─── Exercise materials ───

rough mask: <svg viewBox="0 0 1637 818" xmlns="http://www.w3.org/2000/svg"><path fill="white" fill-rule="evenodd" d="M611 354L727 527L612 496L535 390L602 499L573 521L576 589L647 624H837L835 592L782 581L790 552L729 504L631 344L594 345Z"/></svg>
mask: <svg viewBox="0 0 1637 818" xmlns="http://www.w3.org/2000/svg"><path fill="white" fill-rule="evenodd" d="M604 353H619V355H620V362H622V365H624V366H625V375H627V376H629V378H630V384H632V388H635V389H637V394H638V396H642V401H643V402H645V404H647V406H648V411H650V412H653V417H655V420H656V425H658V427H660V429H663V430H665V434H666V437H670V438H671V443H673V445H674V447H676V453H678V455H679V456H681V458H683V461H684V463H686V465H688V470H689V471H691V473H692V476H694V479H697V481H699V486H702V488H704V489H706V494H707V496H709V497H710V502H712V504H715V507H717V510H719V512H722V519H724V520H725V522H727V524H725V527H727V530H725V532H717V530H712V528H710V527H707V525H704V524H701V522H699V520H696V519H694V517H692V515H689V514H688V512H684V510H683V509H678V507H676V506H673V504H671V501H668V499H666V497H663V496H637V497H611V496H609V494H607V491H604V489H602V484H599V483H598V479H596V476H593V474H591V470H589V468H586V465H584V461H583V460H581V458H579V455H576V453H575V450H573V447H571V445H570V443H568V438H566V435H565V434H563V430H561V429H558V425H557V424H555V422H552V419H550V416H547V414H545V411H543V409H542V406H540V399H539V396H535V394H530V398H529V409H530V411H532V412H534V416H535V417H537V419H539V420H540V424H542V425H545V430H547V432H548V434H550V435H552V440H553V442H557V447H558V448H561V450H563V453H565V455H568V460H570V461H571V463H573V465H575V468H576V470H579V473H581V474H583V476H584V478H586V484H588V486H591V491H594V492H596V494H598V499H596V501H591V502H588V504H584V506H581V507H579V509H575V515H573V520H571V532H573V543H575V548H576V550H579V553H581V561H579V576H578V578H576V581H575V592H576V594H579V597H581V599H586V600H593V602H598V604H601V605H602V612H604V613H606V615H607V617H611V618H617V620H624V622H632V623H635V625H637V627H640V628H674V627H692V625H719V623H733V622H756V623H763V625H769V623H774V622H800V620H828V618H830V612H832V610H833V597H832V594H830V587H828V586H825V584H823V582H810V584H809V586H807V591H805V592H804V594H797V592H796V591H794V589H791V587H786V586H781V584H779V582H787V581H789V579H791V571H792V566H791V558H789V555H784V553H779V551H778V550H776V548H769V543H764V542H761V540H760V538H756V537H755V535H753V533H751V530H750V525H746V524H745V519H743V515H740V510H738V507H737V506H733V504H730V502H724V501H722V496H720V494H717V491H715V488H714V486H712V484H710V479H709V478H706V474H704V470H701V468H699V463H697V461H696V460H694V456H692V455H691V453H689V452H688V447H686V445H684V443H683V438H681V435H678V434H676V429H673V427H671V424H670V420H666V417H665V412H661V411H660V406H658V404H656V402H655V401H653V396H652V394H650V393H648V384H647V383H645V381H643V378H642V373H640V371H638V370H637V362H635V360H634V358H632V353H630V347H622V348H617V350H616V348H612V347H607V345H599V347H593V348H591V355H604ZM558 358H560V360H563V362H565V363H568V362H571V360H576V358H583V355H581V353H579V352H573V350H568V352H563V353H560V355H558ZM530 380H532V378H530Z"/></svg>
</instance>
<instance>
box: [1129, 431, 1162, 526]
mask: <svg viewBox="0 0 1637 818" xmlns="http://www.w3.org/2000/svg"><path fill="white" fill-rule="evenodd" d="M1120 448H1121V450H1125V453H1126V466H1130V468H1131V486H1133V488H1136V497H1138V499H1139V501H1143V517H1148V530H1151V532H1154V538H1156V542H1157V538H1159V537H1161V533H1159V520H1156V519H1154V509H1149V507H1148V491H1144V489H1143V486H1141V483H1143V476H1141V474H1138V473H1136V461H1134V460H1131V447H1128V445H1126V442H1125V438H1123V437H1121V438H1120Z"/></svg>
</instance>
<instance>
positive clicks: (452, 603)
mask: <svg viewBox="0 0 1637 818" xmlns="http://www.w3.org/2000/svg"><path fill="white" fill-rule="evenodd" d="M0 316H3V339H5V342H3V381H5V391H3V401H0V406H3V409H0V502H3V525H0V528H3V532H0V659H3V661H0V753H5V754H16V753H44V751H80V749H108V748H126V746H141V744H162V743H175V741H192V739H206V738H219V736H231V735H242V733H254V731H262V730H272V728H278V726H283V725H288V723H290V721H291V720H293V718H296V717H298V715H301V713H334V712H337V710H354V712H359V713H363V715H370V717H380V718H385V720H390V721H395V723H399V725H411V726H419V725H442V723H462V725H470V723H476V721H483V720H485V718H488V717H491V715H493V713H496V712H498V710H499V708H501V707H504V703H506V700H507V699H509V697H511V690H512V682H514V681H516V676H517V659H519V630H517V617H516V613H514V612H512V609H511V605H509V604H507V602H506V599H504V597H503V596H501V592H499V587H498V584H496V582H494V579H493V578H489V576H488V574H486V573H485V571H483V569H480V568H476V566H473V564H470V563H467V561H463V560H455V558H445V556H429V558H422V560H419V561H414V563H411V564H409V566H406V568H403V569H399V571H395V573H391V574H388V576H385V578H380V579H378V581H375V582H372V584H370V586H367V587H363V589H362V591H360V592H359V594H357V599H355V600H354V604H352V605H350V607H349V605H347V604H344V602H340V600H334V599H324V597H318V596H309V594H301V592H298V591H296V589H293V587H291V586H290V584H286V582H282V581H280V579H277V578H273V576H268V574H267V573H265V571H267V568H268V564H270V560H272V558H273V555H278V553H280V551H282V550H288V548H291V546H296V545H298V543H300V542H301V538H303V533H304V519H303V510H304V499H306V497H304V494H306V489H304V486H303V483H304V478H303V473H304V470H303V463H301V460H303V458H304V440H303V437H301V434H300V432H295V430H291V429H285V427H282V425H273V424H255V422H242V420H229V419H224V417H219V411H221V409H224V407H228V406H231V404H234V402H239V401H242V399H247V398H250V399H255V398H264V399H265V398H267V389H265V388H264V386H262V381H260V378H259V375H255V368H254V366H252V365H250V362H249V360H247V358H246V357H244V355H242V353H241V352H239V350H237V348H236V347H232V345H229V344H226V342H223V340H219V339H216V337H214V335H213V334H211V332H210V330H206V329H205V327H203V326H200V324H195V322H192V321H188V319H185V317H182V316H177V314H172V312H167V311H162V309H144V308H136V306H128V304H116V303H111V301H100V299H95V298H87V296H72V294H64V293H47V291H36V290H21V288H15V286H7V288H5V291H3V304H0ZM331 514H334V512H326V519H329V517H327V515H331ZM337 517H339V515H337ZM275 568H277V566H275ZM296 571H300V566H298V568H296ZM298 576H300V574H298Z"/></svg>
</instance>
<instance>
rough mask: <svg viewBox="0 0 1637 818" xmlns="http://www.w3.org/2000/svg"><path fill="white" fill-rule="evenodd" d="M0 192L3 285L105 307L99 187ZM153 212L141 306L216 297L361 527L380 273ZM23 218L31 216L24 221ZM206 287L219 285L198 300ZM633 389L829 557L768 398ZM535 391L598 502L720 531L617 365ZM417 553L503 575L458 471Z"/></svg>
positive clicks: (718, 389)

───

Required work.
Every line above should be retyped exactly as given.

Exercise response.
rough mask: <svg viewBox="0 0 1637 818" xmlns="http://www.w3.org/2000/svg"><path fill="white" fill-rule="evenodd" d="M611 354L727 527L612 496L535 390L602 499L573 521L576 589L647 624H837L835 592L782 581L790 552L729 504L631 344L594 345Z"/></svg>
mask: <svg viewBox="0 0 1637 818" xmlns="http://www.w3.org/2000/svg"><path fill="white" fill-rule="evenodd" d="M604 353H619V355H620V362H622V365H624V366H625V375H627V376H629V378H630V384H632V388H635V389H637V394H638V396H642V401H643V402H645V404H647V406H648V411H650V412H653V417H655V420H656V425H658V427H660V429H663V430H665V434H666V437H670V438H671V443H673V445H674V447H676V453H678V455H679V456H681V458H683V461H684V463H686V465H688V470H689V471H691V473H692V476H694V479H697V481H699V486H702V488H704V489H706V494H707V496H709V497H710V502H712V504H715V507H717V510H719V512H722V519H724V520H725V522H727V524H725V527H727V530H725V532H717V530H712V528H710V527H707V525H704V524H701V522H699V520H696V519H694V517H692V515H689V514H688V512H684V510H683V509H678V507H676V506H673V504H671V501H668V499H666V497H663V496H637V497H611V496H609V494H607V491H604V489H602V484H599V483H598V479H596V476H593V474H591V470H589V468H586V465H584V461H583V460H581V458H579V455H576V453H575V450H573V447H571V445H570V443H568V438H566V435H565V434H563V430H561V429H558V425H557V424H555V422H552V419H550V416H547V414H545V411H543V409H542V406H540V399H539V396H535V394H530V398H529V409H530V411H532V412H534V416H535V417H537V419H539V420H540V424H542V425H545V430H547V432H548V434H550V435H552V440H553V442H557V447H558V448H561V450H563V453H565V455H568V460H570V461H571V463H573V465H575V468H576V470H579V473H581V474H583V476H584V478H586V484H588V486H591V491H594V492H596V494H598V499H596V501H591V502H588V504H584V506H581V507H579V509H575V515H573V520H571V532H573V543H575V548H576V550H579V553H581V561H579V576H578V578H576V581H575V592H576V594H579V597H581V599H586V600H593V602H598V604H601V605H602V612H604V613H606V615H607V617H611V618H617V620H624V622H632V623H635V625H637V627H640V628H674V627H692V625H719V623H733V622H756V623H763V625H769V623H774V622H800V620H828V618H830V612H832V610H833V597H832V594H830V587H828V586H825V584H823V582H810V584H809V586H807V591H805V592H804V594H797V592H796V591H794V589H791V587H786V586H781V584H779V582H787V581H789V579H791V571H792V566H791V558H789V555H784V553H779V551H778V550H776V548H769V543H764V542H761V540H760V538H756V537H755V535H753V533H751V530H750V525H746V524H745V519H743V515H740V510H738V507H737V506H733V504H730V502H724V501H722V496H720V494H717V491H715V488H714V486H712V484H710V479H709V478H706V474H704V470H701V468H699V463H697V461H696V460H694V456H692V455H691V453H689V452H688V447H686V445H684V443H683V438H681V435H678V434H676V429H673V427H671V424H670V420H666V417H665V412H661V411H660V406H658V404H656V402H655V401H653V396H652V394H650V393H648V384H647V383H645V381H643V378H642V373H640V371H638V370H637V362H635V360H634V358H632V353H630V347H622V348H617V350H616V348H612V347H607V345H599V347H593V348H591V355H604ZM558 358H560V360H563V362H565V363H568V362H571V360H576V358H583V355H581V353H579V352H573V350H568V352H563V353H560V355H558ZM530 380H532V378H530Z"/></svg>
</instance>
<instance>
box: [1129, 431, 1162, 526]
mask: <svg viewBox="0 0 1637 818" xmlns="http://www.w3.org/2000/svg"><path fill="white" fill-rule="evenodd" d="M1120 448H1121V450H1125V453H1126V466H1130V468H1131V486H1133V488H1136V497H1138V499H1139V501H1143V517H1148V530H1151V532H1154V538H1156V542H1157V538H1159V537H1161V533H1159V520H1156V519H1154V509H1149V507H1148V491H1144V489H1143V486H1141V483H1143V476H1141V474H1138V473H1136V461H1134V460H1131V447H1128V445H1126V442H1125V438H1123V437H1121V438H1120Z"/></svg>
</instance>
<instance>
positive clicks: (452, 603)
mask: <svg viewBox="0 0 1637 818" xmlns="http://www.w3.org/2000/svg"><path fill="white" fill-rule="evenodd" d="M0 316H3V339H5V342H3V381H5V391H3V401H0V406H3V409H0V502H3V525H0V528H3V532H0V659H3V661H0V753H5V754H16V753H44V751H80V749H108V748H126V746H141V744H162V743H175V741H192V739H206V738H219V736H231V735H242V733H254V731H262V730H272V728H278V726H283V725H288V723H290V721H291V720H293V718H296V717H298V715H301V713H334V712H337V710H354V712H359V713H363V715H370V717H380V718H385V720H390V721H395V723H399V725H411V726H419V725H442V723H462V725H470V723H476V721H483V720H485V718H488V717H491V715H493V713H496V712H498V710H499V708H501V707H504V703H506V700H507V699H509V697H511V690H512V682H514V681H516V676H517V659H519V630H517V617H516V613H514V612H512V609H511V605H509V604H507V602H506V599H504V597H503V596H501V592H499V587H498V584H496V582H494V579H493V578H489V576H488V574H486V573H485V571H483V569H480V568H476V566H473V564H470V563H467V561H463V560H455V558H445V556H429V558H422V560H419V561H414V563H411V564H409V566H406V568H403V569H399V571H395V573H391V574H388V576H385V578H380V579H378V581H375V582H372V584H370V586H367V587H363V589H362V591H360V592H359V594H357V599H355V600H354V604H352V605H350V607H349V605H347V604H344V602H340V600H334V599H324V597H318V596H309V594H301V592H298V591H296V589H293V587H291V586H290V584H286V582H282V581H280V579H277V578H273V576H268V574H267V573H265V571H267V568H268V564H270V560H272V558H273V555H278V553H280V551H282V550H288V548H291V546H296V545H298V543H300V542H301V538H303V533H304V519H303V510H304V499H306V497H304V494H306V489H304V486H303V483H304V478H303V473H304V470H303V463H301V460H303V458H304V440H303V437H301V434H300V432H295V430H291V429H285V427H282V425H273V424H255V422H242V420H229V419H224V417H219V411H221V409H224V407H228V406H231V404H234V402H239V401H242V399H247V398H250V399H255V398H264V399H265V398H267V389H265V388H264V386H262V381H260V378H259V375H255V368H254V366H252V365H250V362H249V360H247V358H246V357H244V355H242V353H241V352H239V350H237V348H236V347H232V345H229V344H226V342H223V340H219V339H216V337H214V335H213V334H211V332H210V330H206V329H205V327H203V326H200V324H195V322H192V321H188V319H185V317H182V316H177V314H172V312H167V311H162V309H144V308H136V306H128V304H116V303H111V301H100V299H95V298H87V296H72V294H64V293H47V291H36V290H21V288H15V286H7V288H5V291H3V304H0ZM331 514H334V512H326V519H329V517H327V515H331ZM337 517H339V515H337ZM275 568H277V566H275ZM296 571H300V566H298V568H296ZM298 576H300V574H298Z"/></svg>
</instance>
<instance>
rough mask: <svg viewBox="0 0 1637 818" xmlns="http://www.w3.org/2000/svg"><path fill="white" fill-rule="evenodd" d="M0 192L3 285L105 307L99 187ZM153 212L141 306L216 297L361 527L380 273ZM23 218L31 216L24 221ZM206 287L219 285L198 300ZM633 389L829 557L768 398ZM535 391L598 502L720 531L617 365ZM417 553L503 575L458 471Z"/></svg>
positive clicks: (718, 389)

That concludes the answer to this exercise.